It's overkill as an anti-sat sat. It'd be much cheaper to put up tons of anti-sat sats meant only for that purpose -- no need to reenter and land, no need for reusability, etc.

The X-37 is obviously a military device, since they're the ones using it, and it may well be meant for servicing U.S. military sats, spying on others' sats, jamming them perhaps, or outright stealing them, and, yes, maybe destroying them, but again: there's no point using the X-37 for anti-sat purposes as it's too expensive for that.

Why do we have all of this historical evidence about military purchasing and yet continued belief that current projects are all sensibly intended and operated?
I didn't say the X-37B is used sensibly. I said it's not a practical and inexpensive anti-sat weapon. It's just not comparable.
> or outright stealing them

They took a page out of Blofeld's book.

https://en.wikipedia.org/wiki/You_Only_Live_Twice_(film)

Orbital dynamics means that literally anything in orbit could be an anti satellite weapon.
You’re technically correct, but I doubt deterrence is higher on SpaceX’s priority list than the USAF’s.
So now it's a weapon simply because it's owned by the Air Force? Are you saying there should be no military satellites?
Never made that argument, I also think the treaties on the non-militarization of space are wishful thinking.

****

_Exercise set_
1/ Reproduce the X-37 discussion verbatim, beginning at the words "The X-37 is" and stopping after "anti satellite weapon.".
2/ In the X-37 discussion, which activities does the commenter say the X-37 "may well be meant for"? List every one.

_Dataset section_

****

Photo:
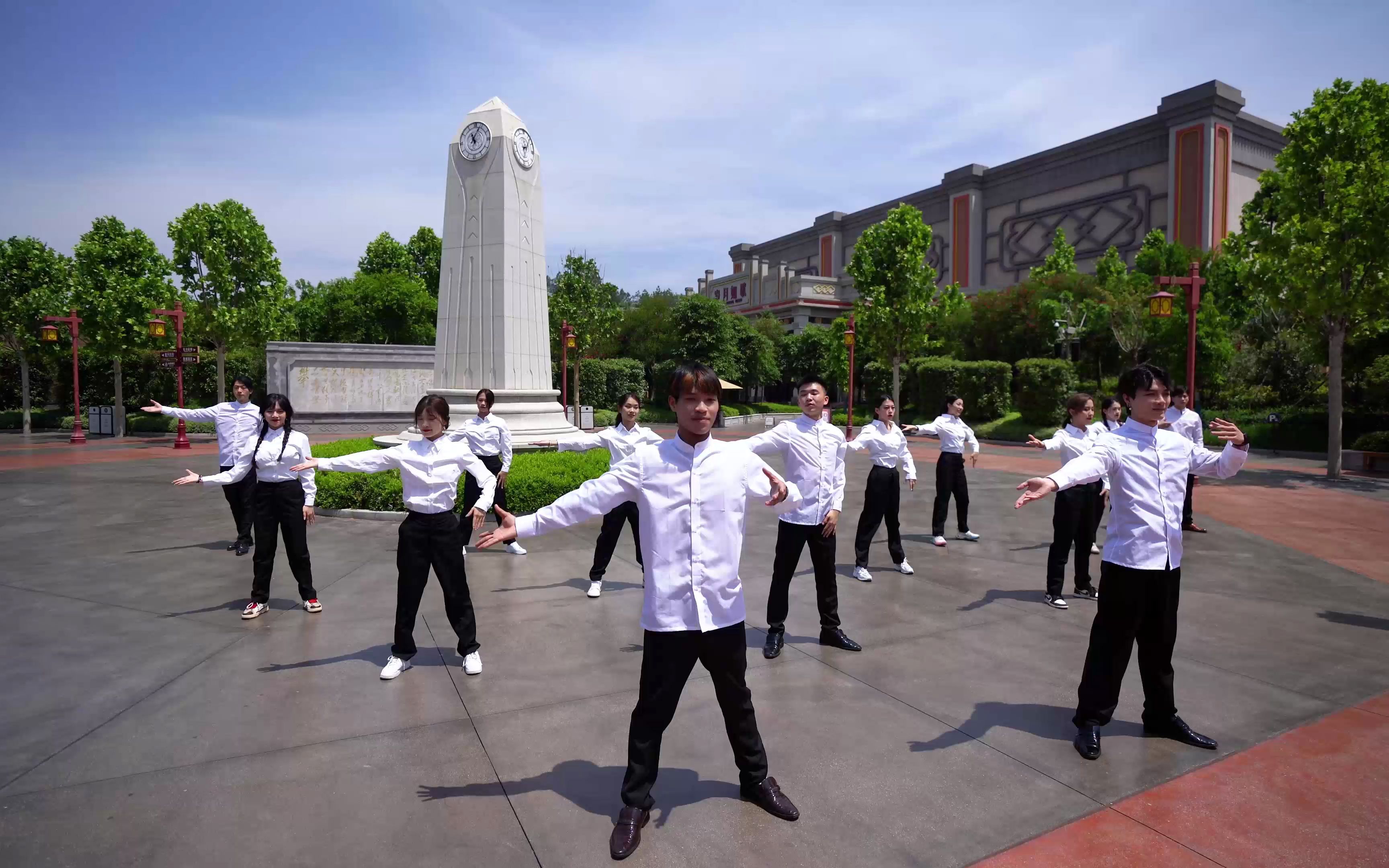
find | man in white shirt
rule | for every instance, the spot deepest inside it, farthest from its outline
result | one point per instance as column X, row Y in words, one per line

****

_Results of the exercise_
1/
The X-37 is obviously a military device, since they're the ones using it, and it may well be meant for servicing U.S. military sats, spying on others' sats, jamming them perhaps, or outright stealing them, and, yes, maybe destroying them, but again: there's no point using the X-37 for anti-sat purposes as it's too expensive for that.

Why do we have all of this historical evidence about military purchasing and yet continued belief that current projects are all sensibly intended and operated?
I didn't say the X-37B is used sensibly. I said it's not a practical and inexpensive anti-sat weapon. It's just not comparable.
> or outright stealing them

They took a page out of Blofeld's book.

https://en.wikipedia.org/wiki/You_Only_Live_Twice_(film)

Orbital dynamics means that literally anything in orbit could be an anti satellite weapon.

2/
- Servicing U.S. military satellites
- Spying on others' satellites
- Jamming them
- Outright stealing them
- Destroying them